THE REQUEST:
Reproduce only the lines of the records below, starting with the line containing "Segment player's raised hand from the scene." and going on through the line containing "[51,70,81,145]", requests included, scaling every bounding-box coordinate in the answers by 1.65 and rounding each result to a whole number, with halves rounded up.

ENTRIES PROVIDED:
======
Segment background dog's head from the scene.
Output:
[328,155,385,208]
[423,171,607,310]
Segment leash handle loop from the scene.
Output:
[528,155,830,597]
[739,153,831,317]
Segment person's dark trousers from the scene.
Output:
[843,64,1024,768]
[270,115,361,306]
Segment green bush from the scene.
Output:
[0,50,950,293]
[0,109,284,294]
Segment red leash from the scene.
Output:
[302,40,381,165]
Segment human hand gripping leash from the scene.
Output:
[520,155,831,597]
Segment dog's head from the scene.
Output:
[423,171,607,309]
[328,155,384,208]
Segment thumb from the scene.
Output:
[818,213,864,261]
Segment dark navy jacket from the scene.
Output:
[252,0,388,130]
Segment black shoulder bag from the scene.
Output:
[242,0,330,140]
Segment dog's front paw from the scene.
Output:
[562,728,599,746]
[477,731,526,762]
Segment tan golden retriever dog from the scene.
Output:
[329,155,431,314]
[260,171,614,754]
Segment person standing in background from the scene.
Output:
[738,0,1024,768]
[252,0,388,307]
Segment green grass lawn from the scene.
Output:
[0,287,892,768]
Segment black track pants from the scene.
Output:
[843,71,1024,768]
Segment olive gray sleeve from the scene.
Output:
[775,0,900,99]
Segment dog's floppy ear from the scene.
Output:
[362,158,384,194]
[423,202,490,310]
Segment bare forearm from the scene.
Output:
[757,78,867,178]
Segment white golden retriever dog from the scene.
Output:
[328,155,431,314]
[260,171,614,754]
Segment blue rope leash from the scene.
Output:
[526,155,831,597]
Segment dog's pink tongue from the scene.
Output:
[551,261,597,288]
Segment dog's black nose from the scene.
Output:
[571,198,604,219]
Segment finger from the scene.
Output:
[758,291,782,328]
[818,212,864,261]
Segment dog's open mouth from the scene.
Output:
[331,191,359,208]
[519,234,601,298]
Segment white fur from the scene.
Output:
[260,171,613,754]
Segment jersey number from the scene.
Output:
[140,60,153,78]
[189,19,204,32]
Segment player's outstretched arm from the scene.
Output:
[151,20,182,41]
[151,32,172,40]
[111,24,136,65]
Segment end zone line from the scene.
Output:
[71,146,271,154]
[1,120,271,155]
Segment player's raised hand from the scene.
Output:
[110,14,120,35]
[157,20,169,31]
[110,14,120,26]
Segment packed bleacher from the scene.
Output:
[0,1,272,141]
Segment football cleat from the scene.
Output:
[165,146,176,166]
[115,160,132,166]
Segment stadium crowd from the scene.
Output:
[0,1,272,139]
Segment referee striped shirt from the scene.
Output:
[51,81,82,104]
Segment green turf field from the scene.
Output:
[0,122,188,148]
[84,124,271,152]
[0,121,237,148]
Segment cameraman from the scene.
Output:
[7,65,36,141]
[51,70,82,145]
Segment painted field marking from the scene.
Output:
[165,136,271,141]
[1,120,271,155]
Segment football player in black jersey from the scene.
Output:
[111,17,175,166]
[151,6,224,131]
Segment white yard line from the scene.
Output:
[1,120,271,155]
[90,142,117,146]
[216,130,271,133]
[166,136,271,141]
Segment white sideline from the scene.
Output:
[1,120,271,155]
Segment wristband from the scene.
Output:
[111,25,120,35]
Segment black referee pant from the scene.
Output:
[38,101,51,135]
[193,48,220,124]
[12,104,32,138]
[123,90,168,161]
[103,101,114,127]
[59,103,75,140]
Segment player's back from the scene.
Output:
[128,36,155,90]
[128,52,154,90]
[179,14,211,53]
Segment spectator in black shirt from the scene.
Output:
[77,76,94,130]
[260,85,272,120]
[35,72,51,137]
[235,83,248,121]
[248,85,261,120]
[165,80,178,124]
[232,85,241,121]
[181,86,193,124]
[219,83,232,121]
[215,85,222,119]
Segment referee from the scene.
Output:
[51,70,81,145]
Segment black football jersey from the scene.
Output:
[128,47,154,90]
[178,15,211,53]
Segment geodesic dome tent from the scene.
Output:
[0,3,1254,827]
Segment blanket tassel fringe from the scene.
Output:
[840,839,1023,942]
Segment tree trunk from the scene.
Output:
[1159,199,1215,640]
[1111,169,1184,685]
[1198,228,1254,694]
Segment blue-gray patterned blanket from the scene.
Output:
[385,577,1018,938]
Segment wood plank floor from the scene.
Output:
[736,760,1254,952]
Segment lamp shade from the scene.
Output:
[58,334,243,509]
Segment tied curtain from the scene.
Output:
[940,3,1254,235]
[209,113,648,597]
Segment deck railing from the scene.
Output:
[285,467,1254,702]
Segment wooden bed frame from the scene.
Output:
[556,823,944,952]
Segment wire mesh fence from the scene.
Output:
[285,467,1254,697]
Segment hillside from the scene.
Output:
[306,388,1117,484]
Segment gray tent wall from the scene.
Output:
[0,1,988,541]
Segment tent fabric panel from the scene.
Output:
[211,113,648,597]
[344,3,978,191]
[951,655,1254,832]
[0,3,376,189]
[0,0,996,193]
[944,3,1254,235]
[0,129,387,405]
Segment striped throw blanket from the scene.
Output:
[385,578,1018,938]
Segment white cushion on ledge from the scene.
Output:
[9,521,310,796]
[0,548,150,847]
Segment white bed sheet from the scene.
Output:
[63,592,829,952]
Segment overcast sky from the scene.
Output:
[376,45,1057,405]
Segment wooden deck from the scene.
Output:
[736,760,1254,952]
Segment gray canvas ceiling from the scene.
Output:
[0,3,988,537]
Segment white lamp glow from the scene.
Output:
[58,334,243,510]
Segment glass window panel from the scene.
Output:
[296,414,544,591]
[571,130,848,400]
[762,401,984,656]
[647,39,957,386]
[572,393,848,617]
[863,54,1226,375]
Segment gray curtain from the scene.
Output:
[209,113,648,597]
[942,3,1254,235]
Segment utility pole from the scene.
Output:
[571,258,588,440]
======
CORRECT RESULT:
Segment player's raised hand from the scene.
Output:
[182,23,198,58]
[259,33,279,51]
[182,23,198,43]
Segment packed bleacher from the scene.
Output:
[0,2,449,233]
Segment football cleat from the scene.
Output:
[272,241,290,274]
[190,264,218,274]
Segment stadium crowd from the scene.
Output:
[0,2,449,229]
Segment referee striped shirt from the scene.
Output:
[84,134,135,172]
Segment green turf field from the scene.
Output:
[0,201,310,244]
[139,205,447,251]
[0,200,391,244]
Segment cameraman from the scene.
Output:
[12,107,59,233]
[84,116,135,239]
Segment painted field marking from the scene.
Output:
[272,224,447,233]
[2,198,447,256]
Segment football player in black jersey from the scene.
Output:
[183,28,289,274]
[249,10,370,216]
Segment white yard line from the scene.
Output:
[2,198,447,256]
[149,234,193,241]
[356,215,447,219]
[274,224,447,233]
Segment white sideline from the scene.
Output:
[2,198,447,256]
Segment wristband from the scene.
Output:
[183,41,198,58]
Segment black referee pant from the scene.
Output:
[63,167,84,223]
[318,79,363,205]
[20,172,53,228]
[203,149,277,266]
[170,167,188,210]
[97,170,124,231]
Segment player's back from the scene.
Output:
[211,59,256,149]
[211,86,254,149]
[295,23,348,87]
Segment spectator in black shirt from the scene.
Output:
[127,125,155,215]
[429,140,449,198]
[58,119,84,226]
[388,137,409,200]
[409,140,431,198]
[272,132,294,205]
[383,140,398,200]
[299,142,318,205]
[361,137,383,200]
[355,140,366,196]
Segment referee from the scene.
Output:
[84,116,134,239]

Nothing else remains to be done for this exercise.